Written exercise - From the listing below, extract everything from the line containing "the statue's mustache" down to the line containing "x=609 y=309", both included, and reproduce those lines verbatim.

Provided data -

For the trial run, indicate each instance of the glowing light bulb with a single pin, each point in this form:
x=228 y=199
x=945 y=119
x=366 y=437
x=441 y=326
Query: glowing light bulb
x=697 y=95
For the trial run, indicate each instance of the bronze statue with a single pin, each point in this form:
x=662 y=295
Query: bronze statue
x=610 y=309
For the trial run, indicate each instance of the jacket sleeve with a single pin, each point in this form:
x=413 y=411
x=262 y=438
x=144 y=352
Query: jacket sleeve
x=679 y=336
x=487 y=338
* * *
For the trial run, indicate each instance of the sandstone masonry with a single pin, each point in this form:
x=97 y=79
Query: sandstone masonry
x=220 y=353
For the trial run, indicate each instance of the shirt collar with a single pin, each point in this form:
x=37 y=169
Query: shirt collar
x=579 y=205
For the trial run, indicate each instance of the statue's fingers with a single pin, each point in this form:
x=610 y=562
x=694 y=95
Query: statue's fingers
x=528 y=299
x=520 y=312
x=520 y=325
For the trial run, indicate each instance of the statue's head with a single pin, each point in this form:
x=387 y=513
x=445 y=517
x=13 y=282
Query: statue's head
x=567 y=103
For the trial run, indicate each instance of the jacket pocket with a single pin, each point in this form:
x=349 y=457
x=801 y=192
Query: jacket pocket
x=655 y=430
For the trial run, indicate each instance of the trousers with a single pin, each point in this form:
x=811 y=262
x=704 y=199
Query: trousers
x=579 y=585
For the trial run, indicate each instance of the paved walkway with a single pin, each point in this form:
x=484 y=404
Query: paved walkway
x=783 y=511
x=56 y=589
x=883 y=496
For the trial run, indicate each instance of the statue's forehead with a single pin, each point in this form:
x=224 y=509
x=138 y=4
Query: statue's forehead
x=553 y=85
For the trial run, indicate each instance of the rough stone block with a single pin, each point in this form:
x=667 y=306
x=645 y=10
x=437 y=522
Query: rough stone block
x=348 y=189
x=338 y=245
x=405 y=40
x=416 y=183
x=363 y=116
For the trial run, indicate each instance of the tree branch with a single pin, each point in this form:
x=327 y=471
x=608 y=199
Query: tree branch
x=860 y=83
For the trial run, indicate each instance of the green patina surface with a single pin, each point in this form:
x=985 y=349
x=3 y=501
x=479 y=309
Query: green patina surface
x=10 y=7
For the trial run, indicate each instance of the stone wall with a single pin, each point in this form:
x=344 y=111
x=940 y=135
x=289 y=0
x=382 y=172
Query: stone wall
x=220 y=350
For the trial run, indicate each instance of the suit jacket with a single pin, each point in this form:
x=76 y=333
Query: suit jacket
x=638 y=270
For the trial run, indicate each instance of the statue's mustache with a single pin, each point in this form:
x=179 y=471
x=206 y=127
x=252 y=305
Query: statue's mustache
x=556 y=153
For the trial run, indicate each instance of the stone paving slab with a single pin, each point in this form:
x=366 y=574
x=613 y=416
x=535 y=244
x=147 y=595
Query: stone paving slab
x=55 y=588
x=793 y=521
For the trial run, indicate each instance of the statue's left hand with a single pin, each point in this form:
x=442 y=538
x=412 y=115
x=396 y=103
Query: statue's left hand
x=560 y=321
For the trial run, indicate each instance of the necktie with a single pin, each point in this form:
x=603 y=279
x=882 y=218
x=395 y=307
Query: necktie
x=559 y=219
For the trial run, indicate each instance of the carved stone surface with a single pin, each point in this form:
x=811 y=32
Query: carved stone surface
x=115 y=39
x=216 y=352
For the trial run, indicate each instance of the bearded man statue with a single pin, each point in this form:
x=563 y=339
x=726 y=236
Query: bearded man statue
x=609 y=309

Solution to this task -
For the trial run, indicate each instance of the statue's mustache with a single pin, each point in this form:
x=179 y=471
x=206 y=127
x=252 y=305
Query: statue's mustache
x=556 y=153
For the trial run, indicate each instance of the stone paving slab with a single pin, each point in this form:
x=366 y=574
x=613 y=416
x=535 y=244
x=147 y=595
Query: stone paving slab
x=55 y=588
x=793 y=521
For the trial run, indicate each instance of the statue's left hand with a single pin, each point in this form:
x=442 y=538
x=412 y=115
x=396 y=103
Query: statue's left hand
x=560 y=321
For the trial run, indicate each instance of the necktie with a single pin, each point in this form:
x=603 y=279
x=882 y=218
x=395 y=307
Query: necktie
x=559 y=219
For the trial run, indicate each instance of the carved stone surface with a single pin, each point in this form:
x=811 y=32
Query: carved stone surface
x=115 y=39
x=216 y=352
For the trial run, indicate each instance of the bearded man statue with a single pin, each point in this form:
x=563 y=339
x=726 y=236
Query: bearded man statue
x=609 y=309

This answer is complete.